**Exercise description**.
Nothing outside the range below should be printed. Output exactly the lines from the line with "x=492 y=402" to the line with "x=923 y=525", both included.

**Supplied records**.
--- START ---

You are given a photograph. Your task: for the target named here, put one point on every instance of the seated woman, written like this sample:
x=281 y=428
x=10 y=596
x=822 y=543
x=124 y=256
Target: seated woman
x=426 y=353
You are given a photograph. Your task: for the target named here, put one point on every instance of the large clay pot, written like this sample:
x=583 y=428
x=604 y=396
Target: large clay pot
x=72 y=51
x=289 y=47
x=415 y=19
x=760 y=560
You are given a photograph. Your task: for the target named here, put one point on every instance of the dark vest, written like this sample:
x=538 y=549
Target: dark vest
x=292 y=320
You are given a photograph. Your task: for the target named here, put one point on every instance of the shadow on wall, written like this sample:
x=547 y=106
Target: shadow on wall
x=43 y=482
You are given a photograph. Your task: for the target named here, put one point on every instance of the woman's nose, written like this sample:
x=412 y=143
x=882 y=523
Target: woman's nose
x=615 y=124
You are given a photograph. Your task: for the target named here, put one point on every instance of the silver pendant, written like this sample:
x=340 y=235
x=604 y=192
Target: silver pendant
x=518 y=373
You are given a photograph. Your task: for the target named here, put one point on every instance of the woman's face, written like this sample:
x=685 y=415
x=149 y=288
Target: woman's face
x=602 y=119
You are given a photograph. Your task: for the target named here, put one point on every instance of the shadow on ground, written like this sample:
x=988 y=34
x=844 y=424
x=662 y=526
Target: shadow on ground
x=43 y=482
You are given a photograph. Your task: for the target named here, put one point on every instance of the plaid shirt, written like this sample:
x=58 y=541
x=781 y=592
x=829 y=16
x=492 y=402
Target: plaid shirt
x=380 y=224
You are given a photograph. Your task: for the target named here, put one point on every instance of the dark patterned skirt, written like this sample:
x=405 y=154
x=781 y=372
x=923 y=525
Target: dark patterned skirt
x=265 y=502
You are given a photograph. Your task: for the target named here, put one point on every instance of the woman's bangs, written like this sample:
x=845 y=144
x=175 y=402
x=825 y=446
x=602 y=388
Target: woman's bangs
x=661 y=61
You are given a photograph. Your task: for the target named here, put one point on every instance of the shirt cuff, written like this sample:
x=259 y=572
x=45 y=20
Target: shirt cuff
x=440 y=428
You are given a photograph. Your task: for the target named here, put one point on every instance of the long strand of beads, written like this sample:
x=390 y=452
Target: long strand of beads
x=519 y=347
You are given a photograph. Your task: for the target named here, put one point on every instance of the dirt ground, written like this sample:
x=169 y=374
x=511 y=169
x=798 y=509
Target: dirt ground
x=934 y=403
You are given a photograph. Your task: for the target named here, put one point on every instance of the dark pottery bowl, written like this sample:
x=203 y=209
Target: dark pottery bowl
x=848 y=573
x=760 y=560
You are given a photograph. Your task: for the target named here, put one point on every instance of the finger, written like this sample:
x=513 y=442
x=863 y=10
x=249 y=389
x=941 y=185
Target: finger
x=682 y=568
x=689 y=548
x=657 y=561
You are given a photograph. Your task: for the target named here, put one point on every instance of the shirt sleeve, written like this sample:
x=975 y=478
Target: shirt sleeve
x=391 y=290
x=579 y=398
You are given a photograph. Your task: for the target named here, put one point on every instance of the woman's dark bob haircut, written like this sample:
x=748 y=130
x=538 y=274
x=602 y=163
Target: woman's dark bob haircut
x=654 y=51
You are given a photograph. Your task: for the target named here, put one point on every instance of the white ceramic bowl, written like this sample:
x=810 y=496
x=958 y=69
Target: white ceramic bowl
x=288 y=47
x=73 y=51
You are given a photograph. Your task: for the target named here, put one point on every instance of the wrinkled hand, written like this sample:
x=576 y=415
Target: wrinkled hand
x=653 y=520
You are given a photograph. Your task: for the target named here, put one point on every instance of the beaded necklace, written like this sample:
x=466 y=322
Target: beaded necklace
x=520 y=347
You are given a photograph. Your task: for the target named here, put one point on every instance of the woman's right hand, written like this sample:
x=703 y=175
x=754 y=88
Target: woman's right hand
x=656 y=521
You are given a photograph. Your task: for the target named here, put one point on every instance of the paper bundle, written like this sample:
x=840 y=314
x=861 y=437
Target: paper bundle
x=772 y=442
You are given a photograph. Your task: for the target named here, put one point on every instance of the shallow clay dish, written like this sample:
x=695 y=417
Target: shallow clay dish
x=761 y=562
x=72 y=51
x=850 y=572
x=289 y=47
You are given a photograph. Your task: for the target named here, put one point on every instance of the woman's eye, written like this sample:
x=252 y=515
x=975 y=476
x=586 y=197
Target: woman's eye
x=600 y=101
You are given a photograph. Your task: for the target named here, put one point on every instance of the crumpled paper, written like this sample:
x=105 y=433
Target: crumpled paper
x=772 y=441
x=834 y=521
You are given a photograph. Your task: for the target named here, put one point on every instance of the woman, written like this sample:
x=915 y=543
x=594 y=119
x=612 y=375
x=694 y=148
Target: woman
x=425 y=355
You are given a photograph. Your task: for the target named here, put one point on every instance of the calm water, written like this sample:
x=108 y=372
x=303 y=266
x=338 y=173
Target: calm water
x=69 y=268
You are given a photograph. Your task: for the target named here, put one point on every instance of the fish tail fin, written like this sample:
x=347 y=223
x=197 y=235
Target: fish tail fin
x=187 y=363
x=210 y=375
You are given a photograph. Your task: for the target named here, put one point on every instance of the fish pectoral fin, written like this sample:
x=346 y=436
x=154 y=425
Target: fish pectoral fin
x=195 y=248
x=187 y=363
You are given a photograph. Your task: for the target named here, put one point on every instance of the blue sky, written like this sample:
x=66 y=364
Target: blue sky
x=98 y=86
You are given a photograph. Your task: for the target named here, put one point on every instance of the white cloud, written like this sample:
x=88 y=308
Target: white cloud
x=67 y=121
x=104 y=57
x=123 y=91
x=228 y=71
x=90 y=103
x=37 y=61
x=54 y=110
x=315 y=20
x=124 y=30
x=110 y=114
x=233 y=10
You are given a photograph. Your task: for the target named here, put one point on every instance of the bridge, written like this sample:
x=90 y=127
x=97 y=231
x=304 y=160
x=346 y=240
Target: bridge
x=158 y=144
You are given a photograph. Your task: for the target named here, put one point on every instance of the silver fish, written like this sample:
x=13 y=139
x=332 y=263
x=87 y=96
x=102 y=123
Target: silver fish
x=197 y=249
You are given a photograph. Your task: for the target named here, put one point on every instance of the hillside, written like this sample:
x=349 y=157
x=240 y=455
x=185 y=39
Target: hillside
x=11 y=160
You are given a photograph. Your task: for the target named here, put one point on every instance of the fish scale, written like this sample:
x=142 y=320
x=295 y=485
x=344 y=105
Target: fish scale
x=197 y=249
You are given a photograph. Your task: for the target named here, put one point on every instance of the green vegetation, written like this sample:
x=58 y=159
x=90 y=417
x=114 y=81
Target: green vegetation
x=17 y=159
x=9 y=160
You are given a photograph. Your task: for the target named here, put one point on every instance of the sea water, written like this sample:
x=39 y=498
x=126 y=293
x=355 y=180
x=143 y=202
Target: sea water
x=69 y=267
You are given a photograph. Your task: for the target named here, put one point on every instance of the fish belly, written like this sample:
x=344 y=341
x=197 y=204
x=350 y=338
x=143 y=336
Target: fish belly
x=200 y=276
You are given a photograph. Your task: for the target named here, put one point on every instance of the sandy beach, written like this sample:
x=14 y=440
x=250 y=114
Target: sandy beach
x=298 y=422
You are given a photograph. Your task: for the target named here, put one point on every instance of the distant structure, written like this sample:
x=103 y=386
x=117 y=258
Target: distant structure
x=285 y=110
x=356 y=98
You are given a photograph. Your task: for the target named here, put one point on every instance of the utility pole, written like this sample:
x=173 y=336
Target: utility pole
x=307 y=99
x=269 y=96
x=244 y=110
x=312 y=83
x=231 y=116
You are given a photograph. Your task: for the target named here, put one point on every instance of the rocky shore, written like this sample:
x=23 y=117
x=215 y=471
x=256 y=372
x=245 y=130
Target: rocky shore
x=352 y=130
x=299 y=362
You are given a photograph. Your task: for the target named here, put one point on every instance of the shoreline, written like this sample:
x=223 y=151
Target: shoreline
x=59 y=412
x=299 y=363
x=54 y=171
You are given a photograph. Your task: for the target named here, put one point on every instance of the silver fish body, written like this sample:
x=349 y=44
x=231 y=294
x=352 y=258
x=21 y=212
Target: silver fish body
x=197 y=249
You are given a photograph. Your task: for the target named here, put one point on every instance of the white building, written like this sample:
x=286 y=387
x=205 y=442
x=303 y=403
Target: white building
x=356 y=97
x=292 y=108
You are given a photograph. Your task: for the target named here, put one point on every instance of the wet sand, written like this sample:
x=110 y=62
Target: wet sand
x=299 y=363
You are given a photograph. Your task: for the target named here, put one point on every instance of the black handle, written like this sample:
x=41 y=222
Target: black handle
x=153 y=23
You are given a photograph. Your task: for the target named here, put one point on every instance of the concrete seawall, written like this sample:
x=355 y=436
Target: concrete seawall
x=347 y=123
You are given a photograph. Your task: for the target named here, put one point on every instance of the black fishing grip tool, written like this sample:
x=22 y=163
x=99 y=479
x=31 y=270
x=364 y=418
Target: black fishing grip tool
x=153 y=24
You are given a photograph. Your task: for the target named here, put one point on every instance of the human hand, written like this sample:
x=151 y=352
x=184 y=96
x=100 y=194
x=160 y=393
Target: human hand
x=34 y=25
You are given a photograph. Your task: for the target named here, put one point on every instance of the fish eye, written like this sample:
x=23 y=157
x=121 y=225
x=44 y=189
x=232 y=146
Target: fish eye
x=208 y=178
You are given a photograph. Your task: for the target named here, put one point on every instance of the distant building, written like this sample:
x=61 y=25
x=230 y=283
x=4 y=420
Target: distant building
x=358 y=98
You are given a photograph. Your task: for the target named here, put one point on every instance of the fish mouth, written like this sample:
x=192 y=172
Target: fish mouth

--- END ---

**Expected answer**.
x=492 y=402
Target: plaid shirt
x=380 y=224
You are given a photograph. Your task: for the target named here, put one point on every instance of the dark patterned skirt, written like this sample:
x=405 y=154
x=781 y=372
x=923 y=525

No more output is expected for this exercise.